STATED GOAL:
Reproduce the rows below verbatim, beginning at the line that contains "Scouting pass: put a marker on the alloy" and stopping after the line that contains "[(1250, 408)]".

RECORD EXTRACTS:
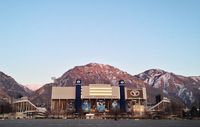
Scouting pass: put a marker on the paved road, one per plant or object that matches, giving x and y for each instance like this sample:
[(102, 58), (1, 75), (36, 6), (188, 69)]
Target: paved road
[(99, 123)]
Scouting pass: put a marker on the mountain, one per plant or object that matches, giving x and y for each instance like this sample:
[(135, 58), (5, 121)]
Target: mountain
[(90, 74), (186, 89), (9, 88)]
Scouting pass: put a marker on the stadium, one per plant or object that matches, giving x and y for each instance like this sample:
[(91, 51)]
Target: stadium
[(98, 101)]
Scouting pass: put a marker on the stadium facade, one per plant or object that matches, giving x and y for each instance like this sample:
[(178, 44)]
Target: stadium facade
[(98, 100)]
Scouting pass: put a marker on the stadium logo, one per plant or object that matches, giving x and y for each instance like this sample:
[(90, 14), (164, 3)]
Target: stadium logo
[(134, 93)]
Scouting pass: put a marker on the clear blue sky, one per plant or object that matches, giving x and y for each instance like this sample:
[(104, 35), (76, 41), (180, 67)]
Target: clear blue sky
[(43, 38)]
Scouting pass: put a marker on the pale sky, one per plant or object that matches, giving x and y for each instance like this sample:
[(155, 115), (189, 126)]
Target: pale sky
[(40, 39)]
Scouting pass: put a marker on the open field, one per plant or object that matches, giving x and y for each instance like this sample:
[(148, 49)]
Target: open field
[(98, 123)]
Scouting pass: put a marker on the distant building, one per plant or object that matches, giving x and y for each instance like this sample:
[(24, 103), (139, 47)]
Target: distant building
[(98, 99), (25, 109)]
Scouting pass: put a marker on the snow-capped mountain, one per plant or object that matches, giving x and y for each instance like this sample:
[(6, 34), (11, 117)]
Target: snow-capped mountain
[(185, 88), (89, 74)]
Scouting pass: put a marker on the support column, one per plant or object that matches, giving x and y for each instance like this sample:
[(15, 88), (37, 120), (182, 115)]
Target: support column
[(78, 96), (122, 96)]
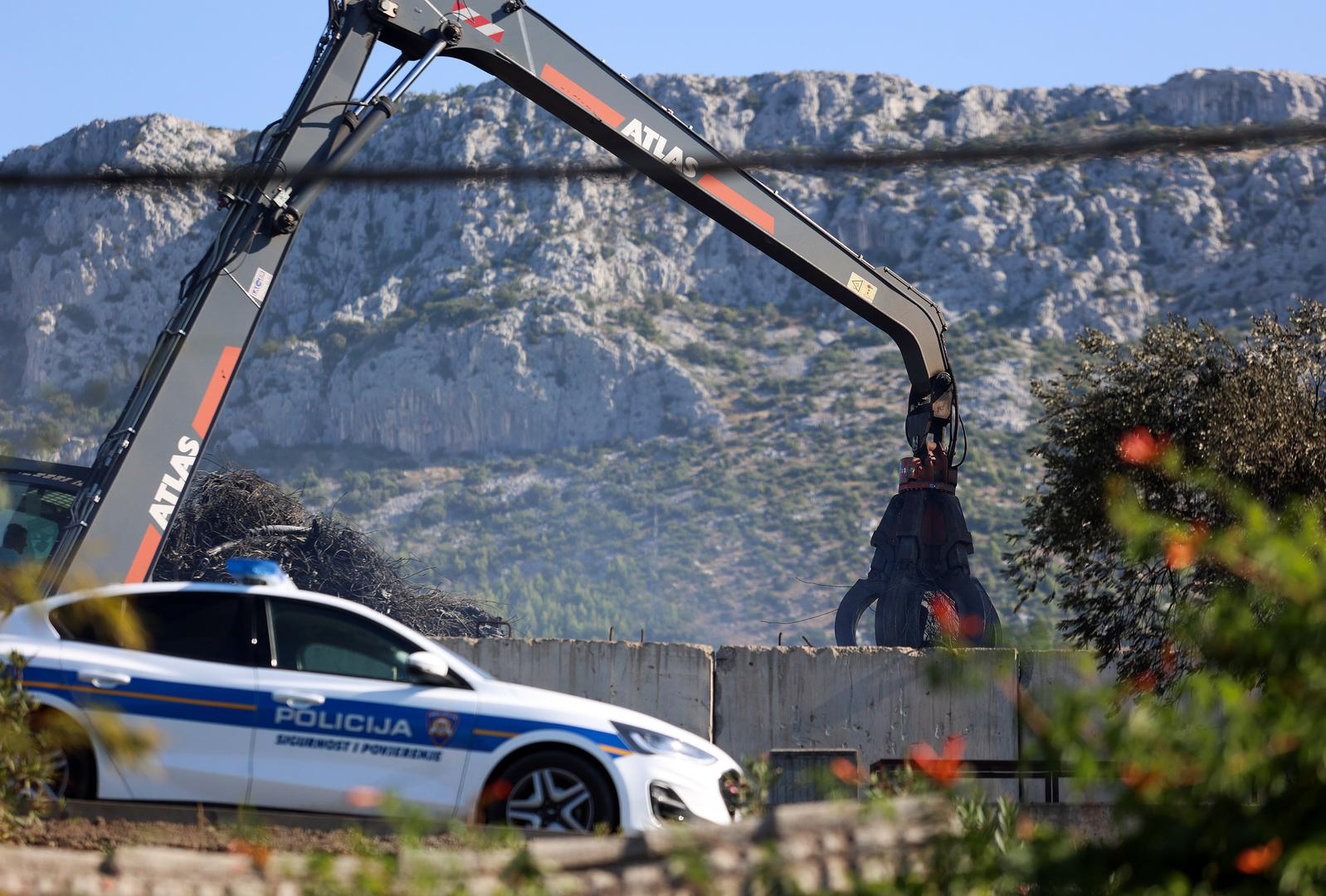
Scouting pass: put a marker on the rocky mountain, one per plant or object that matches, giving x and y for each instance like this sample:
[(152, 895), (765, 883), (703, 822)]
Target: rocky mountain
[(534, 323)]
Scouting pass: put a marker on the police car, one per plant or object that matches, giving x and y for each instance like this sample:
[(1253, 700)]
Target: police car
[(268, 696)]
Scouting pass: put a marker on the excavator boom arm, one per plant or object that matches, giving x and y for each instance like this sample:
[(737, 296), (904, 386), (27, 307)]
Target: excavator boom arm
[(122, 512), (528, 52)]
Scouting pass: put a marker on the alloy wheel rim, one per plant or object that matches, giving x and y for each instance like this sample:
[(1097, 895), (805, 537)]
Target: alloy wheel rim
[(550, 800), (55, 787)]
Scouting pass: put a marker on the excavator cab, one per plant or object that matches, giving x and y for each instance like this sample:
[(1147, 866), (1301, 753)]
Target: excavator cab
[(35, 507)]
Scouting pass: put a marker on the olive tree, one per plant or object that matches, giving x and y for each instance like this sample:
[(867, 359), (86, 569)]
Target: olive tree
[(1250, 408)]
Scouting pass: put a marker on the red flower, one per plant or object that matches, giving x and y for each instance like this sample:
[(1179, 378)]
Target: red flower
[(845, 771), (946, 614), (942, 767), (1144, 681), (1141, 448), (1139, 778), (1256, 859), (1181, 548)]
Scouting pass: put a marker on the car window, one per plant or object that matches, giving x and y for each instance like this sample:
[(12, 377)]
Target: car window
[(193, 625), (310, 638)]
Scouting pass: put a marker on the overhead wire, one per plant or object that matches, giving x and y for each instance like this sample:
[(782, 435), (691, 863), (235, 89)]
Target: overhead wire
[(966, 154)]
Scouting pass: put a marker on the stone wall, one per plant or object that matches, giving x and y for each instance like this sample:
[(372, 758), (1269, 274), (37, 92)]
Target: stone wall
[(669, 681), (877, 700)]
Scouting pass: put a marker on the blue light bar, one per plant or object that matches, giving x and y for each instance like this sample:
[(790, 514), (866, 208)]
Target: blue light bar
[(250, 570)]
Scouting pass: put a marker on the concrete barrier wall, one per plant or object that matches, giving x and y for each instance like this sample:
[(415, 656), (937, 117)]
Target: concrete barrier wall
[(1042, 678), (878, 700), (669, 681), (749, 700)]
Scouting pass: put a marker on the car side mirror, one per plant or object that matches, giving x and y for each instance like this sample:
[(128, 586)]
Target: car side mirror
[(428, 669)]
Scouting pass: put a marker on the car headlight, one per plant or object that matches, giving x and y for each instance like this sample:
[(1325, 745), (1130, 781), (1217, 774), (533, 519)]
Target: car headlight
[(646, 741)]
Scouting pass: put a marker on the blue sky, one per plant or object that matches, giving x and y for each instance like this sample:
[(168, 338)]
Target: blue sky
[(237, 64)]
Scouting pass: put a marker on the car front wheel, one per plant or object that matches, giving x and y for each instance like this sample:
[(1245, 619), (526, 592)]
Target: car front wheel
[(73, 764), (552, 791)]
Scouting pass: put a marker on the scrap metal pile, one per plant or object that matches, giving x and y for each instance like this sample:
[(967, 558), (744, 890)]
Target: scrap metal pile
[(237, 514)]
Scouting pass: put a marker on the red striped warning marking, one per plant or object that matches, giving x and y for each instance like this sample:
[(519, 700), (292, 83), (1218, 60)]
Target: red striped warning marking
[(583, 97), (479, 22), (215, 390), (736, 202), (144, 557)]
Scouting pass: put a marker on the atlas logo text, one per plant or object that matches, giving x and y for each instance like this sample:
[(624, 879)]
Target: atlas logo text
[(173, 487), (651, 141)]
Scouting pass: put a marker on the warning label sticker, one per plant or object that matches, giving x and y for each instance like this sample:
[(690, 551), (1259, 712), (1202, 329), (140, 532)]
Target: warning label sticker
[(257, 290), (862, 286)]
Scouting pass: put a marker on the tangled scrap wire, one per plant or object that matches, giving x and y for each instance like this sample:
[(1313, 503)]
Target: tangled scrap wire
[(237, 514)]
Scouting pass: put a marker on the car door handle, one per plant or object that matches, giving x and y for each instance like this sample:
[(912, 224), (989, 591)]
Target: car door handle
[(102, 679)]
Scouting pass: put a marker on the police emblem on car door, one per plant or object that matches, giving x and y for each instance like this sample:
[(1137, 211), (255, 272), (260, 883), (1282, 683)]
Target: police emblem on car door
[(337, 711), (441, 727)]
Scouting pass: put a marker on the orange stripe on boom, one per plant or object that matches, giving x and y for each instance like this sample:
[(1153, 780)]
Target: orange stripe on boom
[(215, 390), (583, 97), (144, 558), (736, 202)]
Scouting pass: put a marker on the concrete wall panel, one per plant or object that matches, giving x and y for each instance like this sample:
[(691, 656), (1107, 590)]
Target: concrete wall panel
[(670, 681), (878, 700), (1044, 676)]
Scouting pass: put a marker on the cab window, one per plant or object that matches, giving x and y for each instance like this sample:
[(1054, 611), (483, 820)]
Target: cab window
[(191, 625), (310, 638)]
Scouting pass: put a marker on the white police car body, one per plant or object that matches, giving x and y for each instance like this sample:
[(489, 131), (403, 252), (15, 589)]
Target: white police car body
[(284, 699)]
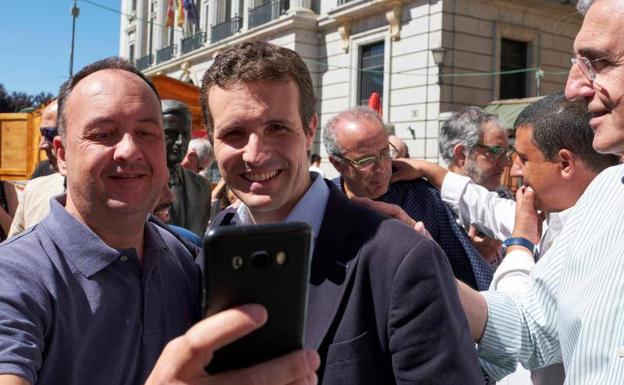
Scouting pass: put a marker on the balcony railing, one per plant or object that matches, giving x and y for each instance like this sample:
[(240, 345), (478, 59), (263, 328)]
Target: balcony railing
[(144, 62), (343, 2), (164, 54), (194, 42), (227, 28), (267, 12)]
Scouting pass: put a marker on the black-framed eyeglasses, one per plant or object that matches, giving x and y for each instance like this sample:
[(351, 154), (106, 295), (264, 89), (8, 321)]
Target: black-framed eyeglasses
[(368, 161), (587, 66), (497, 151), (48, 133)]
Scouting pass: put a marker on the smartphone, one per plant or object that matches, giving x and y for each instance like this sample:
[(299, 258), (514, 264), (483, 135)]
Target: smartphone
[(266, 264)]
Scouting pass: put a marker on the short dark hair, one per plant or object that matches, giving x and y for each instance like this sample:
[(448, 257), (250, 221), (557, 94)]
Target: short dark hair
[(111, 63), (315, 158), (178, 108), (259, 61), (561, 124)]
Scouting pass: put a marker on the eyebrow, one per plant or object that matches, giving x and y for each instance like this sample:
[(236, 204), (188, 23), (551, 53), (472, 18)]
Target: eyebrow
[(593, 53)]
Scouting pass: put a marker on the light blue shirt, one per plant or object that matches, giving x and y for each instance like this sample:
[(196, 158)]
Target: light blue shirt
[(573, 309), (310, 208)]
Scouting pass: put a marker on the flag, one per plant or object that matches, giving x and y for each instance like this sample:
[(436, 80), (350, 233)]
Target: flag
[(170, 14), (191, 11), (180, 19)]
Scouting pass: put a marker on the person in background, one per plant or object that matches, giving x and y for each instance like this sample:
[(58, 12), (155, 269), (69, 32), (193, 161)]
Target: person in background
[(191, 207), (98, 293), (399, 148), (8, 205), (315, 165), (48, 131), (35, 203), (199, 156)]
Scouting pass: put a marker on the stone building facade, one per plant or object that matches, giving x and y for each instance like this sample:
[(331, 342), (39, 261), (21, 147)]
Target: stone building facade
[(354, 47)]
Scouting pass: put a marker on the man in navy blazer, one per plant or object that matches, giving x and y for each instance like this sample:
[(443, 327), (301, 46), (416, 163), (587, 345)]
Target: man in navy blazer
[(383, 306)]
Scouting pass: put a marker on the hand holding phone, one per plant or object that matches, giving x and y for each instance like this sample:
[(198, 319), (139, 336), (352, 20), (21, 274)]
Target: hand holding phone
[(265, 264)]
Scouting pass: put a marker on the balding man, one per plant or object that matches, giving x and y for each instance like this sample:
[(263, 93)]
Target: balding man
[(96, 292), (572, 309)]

ANSWER IN FULL:
Scouting pass: put a marker on the alloy wheel rim, one per plant or object that matches, giving x and y for each instance like this sample:
[(1097, 895), (805, 537)]
Target: alloy wheel rim
[(550, 800), (55, 787)]
Scouting pass: put a marker on the excavator cab, one per plant or object that matches, giving x and y for each instance like this sample:
[(1147, 866), (1301, 753)]
Target: excavator cab
[(35, 507)]
Scouting pass: put a marker on the olive tree, one per plant or object that matches, giving x and y for each instance like this sample:
[(867, 359), (86, 569)]
Target: olive tree
[(1250, 408)]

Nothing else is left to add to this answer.